▶ _Page_:
We cook for them and make it a special night.

I decided to do beef and chose one of the cheapest cuts – plate of beef.  I didn’t choose cheap because I wanted to cut corners and costs, I chose it because it has the most incredible flavour.

Plate of beef is the cut from the cow’s diaphragm muscles, the underneath of the cow, with the rib bones attached. A related cut is beef skirt that I use when I want to make  steak and chips. Plate of beef is fattier and tougher than skirt and the best way to cook it is to let is cook slowly for a long time and make sure you have some liquid to keep it moist.

See the layers, interspersed with fat? They need to be cosseted in a low oven so the fat renders down and turns everything into a soft, juicy and unbelievably flavoursome piece of meat. A braise is a good way of doing it but I wanted it as a slow roasted piece of meat….

That’s a big piece of meat for under £5. The butcher scores the outside so you just need to season it and choose something for the liquid not-quite-braise.

▶ _Exercises to complete_:
1. In the listing, from the line with "Can you find the overcast" through the end of the listing, replace "pixel coordinates" with "x and y coordinates" and give those lines back with nothing else changed.
2. Extend the text about slow-roasting plate of beef, picking up after its final sentence.
The beef text and the listing have no connection to each other.

▶ _Provided information_:
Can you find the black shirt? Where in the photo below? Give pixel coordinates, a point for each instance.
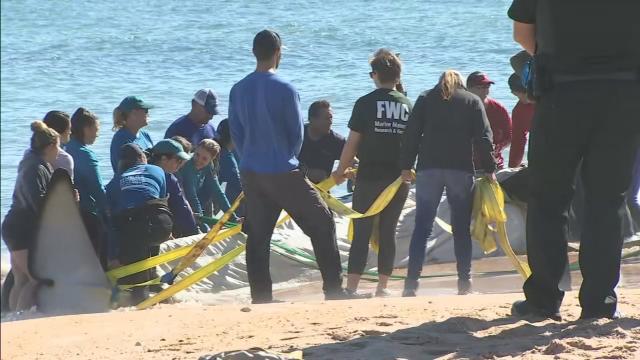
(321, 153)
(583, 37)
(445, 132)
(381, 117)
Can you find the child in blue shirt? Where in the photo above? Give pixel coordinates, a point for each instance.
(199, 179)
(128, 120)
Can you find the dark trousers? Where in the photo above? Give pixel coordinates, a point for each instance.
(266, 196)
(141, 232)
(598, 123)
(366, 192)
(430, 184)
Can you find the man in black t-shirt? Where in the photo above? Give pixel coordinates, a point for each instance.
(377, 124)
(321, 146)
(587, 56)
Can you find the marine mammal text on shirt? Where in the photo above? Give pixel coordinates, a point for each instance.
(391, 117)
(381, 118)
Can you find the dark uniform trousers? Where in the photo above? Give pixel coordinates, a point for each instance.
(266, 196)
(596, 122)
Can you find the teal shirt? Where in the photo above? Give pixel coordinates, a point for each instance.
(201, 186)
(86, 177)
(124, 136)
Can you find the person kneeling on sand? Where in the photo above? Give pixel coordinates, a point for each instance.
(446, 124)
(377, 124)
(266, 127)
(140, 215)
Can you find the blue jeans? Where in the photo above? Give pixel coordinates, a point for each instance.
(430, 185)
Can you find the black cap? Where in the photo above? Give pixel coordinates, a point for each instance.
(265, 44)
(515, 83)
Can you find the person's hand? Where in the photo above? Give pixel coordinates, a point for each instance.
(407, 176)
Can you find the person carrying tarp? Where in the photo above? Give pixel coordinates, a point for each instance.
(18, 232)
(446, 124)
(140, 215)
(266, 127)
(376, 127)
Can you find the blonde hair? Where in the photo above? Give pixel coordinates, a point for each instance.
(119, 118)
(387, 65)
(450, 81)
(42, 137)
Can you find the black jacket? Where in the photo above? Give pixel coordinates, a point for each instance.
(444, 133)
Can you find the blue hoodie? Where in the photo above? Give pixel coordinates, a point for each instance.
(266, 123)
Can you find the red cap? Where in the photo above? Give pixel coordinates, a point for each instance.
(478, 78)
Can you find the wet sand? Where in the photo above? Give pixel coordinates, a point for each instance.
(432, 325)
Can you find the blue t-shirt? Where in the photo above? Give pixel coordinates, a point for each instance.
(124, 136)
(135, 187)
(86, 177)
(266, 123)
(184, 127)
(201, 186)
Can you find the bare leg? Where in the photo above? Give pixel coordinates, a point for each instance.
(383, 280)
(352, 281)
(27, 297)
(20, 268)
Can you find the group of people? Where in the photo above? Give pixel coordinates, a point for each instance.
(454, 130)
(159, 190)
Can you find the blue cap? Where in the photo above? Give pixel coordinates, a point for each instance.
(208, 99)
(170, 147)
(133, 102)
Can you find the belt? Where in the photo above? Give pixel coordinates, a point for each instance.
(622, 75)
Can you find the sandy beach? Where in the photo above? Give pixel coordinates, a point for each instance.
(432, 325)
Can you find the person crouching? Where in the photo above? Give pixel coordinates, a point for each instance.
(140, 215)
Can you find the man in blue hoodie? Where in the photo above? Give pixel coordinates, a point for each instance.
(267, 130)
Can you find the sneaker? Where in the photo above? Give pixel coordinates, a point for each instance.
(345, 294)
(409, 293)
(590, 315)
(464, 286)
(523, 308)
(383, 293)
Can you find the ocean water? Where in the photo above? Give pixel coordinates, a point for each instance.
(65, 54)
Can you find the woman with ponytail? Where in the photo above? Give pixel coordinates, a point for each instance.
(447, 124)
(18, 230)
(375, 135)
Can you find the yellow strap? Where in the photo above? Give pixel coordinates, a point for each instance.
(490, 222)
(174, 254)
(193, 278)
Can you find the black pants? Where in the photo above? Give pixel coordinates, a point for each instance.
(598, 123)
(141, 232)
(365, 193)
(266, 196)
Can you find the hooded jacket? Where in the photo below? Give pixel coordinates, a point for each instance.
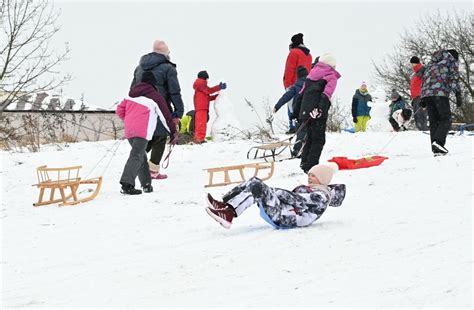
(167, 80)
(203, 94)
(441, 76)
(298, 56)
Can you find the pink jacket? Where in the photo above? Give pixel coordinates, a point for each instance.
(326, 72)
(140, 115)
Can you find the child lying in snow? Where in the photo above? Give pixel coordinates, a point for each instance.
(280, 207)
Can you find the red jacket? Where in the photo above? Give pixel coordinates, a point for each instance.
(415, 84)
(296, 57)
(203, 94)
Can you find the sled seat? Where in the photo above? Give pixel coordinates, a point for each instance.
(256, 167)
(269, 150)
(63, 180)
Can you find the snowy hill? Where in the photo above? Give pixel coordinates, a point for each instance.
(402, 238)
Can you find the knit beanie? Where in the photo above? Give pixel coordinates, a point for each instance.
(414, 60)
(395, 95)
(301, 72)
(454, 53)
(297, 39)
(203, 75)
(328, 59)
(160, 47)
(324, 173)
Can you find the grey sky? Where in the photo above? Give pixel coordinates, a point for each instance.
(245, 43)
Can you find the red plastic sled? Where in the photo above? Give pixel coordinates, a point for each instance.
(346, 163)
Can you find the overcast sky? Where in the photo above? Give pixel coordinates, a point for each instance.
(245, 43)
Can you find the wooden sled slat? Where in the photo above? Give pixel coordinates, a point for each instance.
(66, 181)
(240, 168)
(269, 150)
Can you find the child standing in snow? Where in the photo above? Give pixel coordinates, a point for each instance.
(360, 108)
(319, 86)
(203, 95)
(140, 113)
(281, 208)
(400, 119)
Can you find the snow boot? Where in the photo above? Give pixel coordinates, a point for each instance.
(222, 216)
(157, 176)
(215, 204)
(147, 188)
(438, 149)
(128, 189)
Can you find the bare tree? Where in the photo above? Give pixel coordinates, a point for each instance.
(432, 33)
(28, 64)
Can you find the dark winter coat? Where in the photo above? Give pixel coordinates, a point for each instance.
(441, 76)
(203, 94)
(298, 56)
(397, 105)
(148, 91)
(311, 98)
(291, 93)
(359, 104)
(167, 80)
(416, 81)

▶ _Responses_:
1.
Can you find the overcast sky? Where in the photo above? Give x and y coordinates, a point for each instance.
(245, 43)
Can you find the wooden sled slat? Where in the photo above? Give x and y coordinates, a point for each instance.
(66, 181)
(240, 168)
(269, 150)
Can you find the child standing in snow? Where in the photo above? Give x and y coordinates, a point for each instance.
(360, 108)
(319, 86)
(203, 95)
(140, 113)
(281, 208)
(400, 119)
Can you find the snow boot? Where in the photo above? Give x and y coordinates, a point for each instance.
(222, 216)
(157, 176)
(215, 204)
(147, 188)
(438, 149)
(128, 189)
Can you find the bare tree? Where in the photo above? Give x and y coordinates, a point for each instance.
(432, 33)
(28, 64)
Can you find the dark winter coat? Where in the photo above? Give x and y coordinates, a point for each instance.
(441, 76)
(203, 94)
(298, 56)
(397, 105)
(148, 91)
(311, 98)
(291, 93)
(359, 104)
(167, 80)
(416, 81)

2.
I stand the meat on a rack at first and pour over my favourite marinade – a mixture made with

Lea & Perrins Worcestershire Sauce which gives it a sharper savoury flavour

Some Indonesian Sweet Soy Sauce which adds a rounded sweet flavour

Half a glass of red wine… because, well, why wouldn’t you? 

(The Bear saw me walking across the kitchen with the glass and was horrified at the thought I had turned to drink – it was, after all, quite a bit before midday and I was going to be driving)

A grinding of white pepper finishes it off.

Pour a glass of water into the tin (not over the meat) to keep the moisture levels up and that’s it.

This truly is a delicious marinade for meat – it seems to deepen the meaty flavour and none of the ingredients overpowers the others. It all seems to work really well together. Try it.

I put it in the oven at 1 pm, at 120 degrees C, covered with foil to keep the steam and the delicious juices in and then set off to do other stuff.

When we came back at about 5 pm it all smelled deep and meaty and hinted at juicy, glistening pieces of meat to eat later. The best thing about this cut is that is very forgiving in terms of time.

I took it off the rack and let it lie in the meat juices and marinade, then I just left it as it was until it was ready to finish off.

About an hour before we were ready to eat, I turned the heat up to 175 and took the foil off for the final 30 – 40 minutes.

I set the table and got ready

I was going to make the meal a simple one… just meat and some veg… but it was going to be marvellously tasty meat and veg.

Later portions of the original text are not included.